[[ ENTRIES PROVIDED, beginning ]]

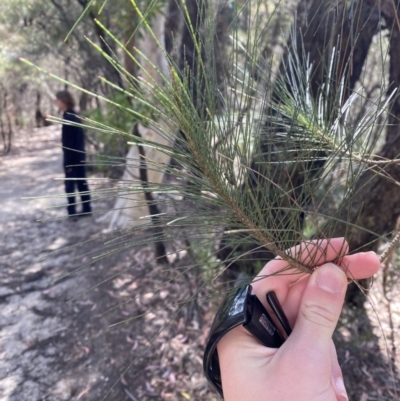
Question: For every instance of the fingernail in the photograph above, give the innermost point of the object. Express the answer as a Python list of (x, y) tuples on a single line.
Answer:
[(340, 388), (331, 279)]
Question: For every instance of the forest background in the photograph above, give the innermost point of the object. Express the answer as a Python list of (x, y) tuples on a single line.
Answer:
[(366, 37)]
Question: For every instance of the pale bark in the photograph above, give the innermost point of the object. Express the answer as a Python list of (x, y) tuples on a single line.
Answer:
[(130, 208)]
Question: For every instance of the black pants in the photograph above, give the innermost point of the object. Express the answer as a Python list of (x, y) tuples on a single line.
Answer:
[(80, 183)]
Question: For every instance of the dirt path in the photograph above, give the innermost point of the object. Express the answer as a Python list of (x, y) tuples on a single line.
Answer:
[(54, 350), (57, 337)]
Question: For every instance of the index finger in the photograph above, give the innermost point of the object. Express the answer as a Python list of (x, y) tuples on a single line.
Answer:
[(278, 276)]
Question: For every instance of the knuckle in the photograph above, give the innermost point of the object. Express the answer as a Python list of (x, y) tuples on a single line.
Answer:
[(318, 314)]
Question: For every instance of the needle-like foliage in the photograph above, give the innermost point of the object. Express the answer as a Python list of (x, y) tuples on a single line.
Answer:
[(261, 160)]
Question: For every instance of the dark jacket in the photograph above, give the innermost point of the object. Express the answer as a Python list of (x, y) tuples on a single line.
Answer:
[(73, 140)]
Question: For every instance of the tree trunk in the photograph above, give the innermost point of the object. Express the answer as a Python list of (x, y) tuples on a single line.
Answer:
[(375, 208)]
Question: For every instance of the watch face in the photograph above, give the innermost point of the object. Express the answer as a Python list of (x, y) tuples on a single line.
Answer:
[(242, 307)]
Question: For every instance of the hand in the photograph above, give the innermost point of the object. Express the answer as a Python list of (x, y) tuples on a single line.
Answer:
[(305, 367)]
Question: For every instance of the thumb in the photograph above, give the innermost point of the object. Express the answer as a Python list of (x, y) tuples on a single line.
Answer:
[(320, 309)]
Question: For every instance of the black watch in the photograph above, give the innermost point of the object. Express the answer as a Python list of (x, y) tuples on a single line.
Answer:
[(241, 307)]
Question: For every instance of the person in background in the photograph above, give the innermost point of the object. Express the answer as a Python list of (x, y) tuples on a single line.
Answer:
[(73, 143)]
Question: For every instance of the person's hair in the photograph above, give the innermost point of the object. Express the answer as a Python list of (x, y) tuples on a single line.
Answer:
[(66, 98)]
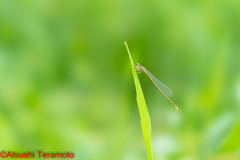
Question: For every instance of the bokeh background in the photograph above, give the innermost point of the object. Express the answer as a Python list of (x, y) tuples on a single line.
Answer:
[(66, 82)]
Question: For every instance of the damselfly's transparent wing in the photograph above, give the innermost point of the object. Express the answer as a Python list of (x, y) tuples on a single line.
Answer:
[(162, 86)]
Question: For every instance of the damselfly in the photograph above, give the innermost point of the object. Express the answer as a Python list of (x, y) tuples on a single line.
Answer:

[[ ENTRIES PROVIDED, end ]]

EXERCISE DIRECTIONS: Go over the data and return every line that includes the word "damselfly".

EXERCISE ANSWER:
Question: For every instance of the damselfly's transparent wing in the photograph above, give the innermost point of the object. Express the answer as a Python list of (x, y) tuples on a single line.
Question: For every instance of the damselfly in the photograph above, give the innermost point of the object. Express the answer as a Python list of (x, y) tuples on a single line.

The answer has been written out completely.